Quick! Male Moaties, or wolfie! Tamara needs mouth to mouth!!

*sets up crap cam (tm thingy)*


I am now Queen Tamara, the Chased Chaste.

Men are currently despised to me. Except as non-groping friends. Give me a year or so. :P

I tried to post that thirty thousand times with the second "e" in "despised" accented, but kept getting an error message.

"An error occurred while processing your request.
Reference #97.37061a2.1128704726.617ba9d"


So I guess we're here?

*decides to hold off unpacking any more goodies (i.e. Cabana Boys) until location is confirmed*

*plops into wolfies hammock and waits*

Is this where we are? Or am I hallucinating?

Me too. *sighs* which Moat are we going to be on anyway?
Since men are despised, how do you feel about furry quadrapeds?
*batts eyelashes*

*zips in*


wolfie, your post just showed up on my computer.



Tamara, Queen of the Chased Chaste, I'm glad that you're feeling better and want to let go of the bad stuff. Enjoy yourself and take care of yourself. You deserve it!

p.s. Will someone please cut the phone lines to this school? Thanks.

I am SO not here. Because that would be wrong. *unpacks the moatarita mix*

*cuts all phone lines, just to be sure*
I guess that is one way to find up if my boss is on dial up.

Is the hammock up yet??

I'm exhausted from all this commotion. Good thing I'm not cranky again today! :)

*looking around*

Here, I guess?

The playlist...

Friday 10-7-05 All Request Lunch Hour---Class of ‘85
“Rock and Roll Never Forgets” Bob Seger
“1985” Bowling For Soup
“Wake Me Up Before You Go-Go” Wham!
“That’s What Friends Are For” Dionne Warwick---Tina
“You’re The Inspiration” Chicago
“Purple Rain” Prince---Wanda, and Van
“The Warrior” Patti Smyth and Scandal---Lee
“All She Wants to Do Is Dance” Don Henley
“Every Breath You Take” Police---DDi
“Can’t Fight This Feeling” REO Speedwagon

I have some shy classmates...wouldn't talk on the air. And here I am, the quietest person in the class, running my mouth.

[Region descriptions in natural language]

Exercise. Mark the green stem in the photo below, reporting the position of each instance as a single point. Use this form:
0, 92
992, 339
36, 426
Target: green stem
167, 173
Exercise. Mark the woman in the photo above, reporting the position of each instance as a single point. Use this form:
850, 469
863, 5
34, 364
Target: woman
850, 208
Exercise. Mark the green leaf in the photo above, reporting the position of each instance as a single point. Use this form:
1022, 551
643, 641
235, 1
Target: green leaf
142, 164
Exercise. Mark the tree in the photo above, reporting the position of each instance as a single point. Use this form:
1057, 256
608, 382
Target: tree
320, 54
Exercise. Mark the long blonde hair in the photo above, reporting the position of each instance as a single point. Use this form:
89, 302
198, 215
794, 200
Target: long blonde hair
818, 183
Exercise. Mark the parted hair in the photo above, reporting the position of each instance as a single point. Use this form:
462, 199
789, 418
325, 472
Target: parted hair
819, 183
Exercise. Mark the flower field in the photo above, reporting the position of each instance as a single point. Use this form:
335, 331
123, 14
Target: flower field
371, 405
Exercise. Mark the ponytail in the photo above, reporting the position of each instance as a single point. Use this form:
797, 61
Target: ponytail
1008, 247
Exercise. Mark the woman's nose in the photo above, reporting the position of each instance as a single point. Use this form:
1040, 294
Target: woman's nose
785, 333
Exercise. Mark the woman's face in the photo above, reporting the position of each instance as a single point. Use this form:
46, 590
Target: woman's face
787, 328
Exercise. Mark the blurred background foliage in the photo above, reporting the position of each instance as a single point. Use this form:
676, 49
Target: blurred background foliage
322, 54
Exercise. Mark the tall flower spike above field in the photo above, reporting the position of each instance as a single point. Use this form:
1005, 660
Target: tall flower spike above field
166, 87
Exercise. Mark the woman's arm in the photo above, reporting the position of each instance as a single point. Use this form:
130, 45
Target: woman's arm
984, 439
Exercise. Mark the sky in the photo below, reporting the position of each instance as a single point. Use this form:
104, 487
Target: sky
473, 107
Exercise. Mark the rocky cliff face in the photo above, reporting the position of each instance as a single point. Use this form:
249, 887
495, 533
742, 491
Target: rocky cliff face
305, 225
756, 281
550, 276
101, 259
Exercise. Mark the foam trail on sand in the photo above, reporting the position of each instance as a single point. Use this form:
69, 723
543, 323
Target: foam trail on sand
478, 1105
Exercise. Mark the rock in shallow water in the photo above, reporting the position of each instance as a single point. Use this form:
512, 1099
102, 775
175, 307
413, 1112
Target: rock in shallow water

EXERCISE AIM: Copy the chat thread word for word, from "I am SO not" to "hammock up yet??".

RESULT OF THIS TASK:
I am SO not here. Because that would be wrong. *unpacks the moatarita mix*

*cuts all phone lines, just to be sure*
I guess that is one way to find up if my boss is on dial up.

Is the hammock up yet??